■ **PROBLEM**: Which lines of the entries below contain the string "task" with its case matching exactly? Copy out each of those lines.
################
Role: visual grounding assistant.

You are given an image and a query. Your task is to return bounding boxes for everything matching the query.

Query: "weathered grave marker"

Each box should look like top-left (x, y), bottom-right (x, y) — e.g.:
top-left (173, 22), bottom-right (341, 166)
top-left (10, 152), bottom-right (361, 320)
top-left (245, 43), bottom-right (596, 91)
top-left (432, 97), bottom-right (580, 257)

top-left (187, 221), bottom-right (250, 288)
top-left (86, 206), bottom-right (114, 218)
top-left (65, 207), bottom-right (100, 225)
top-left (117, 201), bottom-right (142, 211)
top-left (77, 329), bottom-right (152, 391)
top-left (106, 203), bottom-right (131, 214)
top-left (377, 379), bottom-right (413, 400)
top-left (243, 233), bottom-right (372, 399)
################
■ **COMPLETE RESPONSE**:
You are given an image and a query. Your task is to return bounding boxes for everything matching the query.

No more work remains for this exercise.